═════ Records for the task
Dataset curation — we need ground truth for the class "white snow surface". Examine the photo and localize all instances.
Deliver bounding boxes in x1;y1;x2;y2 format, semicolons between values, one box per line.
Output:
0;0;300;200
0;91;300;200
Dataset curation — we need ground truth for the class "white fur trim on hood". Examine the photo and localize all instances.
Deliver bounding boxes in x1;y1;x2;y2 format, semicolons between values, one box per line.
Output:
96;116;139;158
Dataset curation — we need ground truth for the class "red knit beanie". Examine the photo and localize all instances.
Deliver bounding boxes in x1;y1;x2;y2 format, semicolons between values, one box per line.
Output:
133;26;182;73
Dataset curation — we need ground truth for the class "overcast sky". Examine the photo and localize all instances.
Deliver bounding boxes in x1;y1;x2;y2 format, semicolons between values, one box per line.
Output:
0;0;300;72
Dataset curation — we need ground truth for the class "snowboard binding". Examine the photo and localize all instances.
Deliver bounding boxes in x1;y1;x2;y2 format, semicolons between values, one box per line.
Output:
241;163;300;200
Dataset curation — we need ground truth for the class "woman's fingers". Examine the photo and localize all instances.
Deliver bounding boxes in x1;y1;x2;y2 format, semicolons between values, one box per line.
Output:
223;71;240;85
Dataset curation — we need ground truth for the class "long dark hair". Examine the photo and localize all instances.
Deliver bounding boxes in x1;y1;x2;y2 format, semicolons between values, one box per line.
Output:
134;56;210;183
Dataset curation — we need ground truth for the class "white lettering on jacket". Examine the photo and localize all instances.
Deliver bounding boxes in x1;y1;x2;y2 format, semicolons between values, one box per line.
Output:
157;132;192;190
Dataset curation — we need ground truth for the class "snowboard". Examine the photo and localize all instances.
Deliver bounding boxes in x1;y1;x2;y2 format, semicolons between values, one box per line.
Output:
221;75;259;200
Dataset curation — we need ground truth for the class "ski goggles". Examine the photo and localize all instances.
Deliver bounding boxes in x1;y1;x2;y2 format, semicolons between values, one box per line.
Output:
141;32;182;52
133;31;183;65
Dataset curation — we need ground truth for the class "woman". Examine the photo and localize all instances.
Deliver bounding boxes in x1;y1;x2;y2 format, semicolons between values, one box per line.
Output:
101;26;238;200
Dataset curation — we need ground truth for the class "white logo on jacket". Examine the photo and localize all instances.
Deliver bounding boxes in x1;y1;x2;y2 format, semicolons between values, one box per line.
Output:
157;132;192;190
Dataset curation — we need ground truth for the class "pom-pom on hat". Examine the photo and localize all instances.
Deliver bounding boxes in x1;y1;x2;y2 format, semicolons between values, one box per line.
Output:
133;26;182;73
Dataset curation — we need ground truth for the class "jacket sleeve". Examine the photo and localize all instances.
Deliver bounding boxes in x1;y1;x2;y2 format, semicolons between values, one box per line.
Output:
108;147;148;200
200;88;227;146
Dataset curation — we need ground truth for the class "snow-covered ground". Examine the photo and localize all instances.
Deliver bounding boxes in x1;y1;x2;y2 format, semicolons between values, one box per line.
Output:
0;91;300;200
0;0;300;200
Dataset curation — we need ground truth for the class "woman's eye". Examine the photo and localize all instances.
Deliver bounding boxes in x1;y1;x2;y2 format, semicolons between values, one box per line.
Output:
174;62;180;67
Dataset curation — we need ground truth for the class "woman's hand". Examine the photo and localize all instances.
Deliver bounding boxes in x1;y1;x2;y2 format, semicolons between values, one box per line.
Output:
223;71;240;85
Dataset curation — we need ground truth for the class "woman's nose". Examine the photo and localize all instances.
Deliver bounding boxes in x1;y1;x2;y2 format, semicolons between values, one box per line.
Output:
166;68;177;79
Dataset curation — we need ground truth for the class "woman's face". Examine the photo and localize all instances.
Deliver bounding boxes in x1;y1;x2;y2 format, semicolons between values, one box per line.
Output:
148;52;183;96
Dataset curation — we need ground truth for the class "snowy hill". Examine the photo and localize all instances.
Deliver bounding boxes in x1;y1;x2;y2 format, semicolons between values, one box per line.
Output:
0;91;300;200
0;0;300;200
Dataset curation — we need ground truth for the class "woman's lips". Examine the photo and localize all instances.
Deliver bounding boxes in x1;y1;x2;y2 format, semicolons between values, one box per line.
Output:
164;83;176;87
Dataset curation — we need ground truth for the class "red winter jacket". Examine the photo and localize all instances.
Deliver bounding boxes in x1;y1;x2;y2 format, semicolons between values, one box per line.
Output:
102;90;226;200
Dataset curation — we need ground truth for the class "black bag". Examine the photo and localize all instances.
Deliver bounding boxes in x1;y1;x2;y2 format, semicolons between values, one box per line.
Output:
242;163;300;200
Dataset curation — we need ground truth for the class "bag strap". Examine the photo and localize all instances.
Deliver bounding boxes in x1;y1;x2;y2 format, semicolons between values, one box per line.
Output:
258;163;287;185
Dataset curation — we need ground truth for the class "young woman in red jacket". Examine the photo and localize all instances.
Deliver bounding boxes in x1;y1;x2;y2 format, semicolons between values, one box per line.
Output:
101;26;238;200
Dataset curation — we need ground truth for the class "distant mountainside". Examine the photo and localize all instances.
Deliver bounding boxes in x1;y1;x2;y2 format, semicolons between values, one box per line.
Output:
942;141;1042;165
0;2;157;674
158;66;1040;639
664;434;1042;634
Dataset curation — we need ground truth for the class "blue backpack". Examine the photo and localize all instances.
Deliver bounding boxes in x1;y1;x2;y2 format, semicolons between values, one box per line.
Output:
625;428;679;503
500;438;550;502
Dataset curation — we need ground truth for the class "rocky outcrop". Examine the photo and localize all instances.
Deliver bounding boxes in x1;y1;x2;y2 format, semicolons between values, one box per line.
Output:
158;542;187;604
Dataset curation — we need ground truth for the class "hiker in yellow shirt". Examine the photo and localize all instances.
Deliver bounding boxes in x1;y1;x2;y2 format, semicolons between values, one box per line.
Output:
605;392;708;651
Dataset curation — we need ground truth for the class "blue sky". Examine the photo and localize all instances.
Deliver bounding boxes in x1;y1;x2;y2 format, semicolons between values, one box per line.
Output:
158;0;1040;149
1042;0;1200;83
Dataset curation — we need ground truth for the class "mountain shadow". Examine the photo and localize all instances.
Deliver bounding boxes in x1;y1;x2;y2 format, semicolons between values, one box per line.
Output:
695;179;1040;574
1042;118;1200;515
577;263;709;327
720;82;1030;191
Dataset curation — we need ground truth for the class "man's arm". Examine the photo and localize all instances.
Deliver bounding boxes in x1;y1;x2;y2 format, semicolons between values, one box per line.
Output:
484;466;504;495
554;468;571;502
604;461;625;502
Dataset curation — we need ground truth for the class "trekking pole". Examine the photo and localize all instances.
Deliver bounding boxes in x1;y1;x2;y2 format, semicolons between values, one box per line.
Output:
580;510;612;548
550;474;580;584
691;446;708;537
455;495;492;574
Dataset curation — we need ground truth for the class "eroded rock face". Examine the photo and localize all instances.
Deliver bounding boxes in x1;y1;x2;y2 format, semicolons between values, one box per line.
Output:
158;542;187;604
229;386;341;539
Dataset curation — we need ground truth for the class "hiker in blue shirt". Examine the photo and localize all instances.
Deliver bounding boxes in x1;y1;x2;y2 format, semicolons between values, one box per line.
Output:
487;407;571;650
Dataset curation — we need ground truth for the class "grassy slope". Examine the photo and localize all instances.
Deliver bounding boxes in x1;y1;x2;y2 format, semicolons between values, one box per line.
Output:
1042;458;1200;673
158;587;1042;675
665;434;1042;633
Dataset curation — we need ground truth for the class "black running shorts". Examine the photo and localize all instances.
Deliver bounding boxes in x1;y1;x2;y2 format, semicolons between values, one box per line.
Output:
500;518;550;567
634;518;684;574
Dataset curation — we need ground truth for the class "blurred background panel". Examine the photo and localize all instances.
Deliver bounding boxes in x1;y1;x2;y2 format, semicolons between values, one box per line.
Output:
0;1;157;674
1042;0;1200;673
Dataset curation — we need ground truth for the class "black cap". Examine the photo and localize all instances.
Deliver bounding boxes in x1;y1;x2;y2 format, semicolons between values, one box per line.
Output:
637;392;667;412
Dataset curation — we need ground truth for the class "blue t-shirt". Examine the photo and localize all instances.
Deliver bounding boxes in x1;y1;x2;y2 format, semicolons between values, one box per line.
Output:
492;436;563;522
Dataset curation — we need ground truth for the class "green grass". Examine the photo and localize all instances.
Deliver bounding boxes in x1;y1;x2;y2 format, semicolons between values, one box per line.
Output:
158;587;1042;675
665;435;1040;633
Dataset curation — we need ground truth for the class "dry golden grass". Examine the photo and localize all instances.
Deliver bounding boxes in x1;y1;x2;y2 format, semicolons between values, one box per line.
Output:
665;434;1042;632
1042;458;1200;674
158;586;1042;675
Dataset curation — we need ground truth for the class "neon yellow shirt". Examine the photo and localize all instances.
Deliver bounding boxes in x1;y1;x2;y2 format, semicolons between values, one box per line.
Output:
══════════
Do this: Count the lines in the rows above that contain the word "black", treating uppercase and lowercase as different. Reply with the number alone.

Output for this task: 3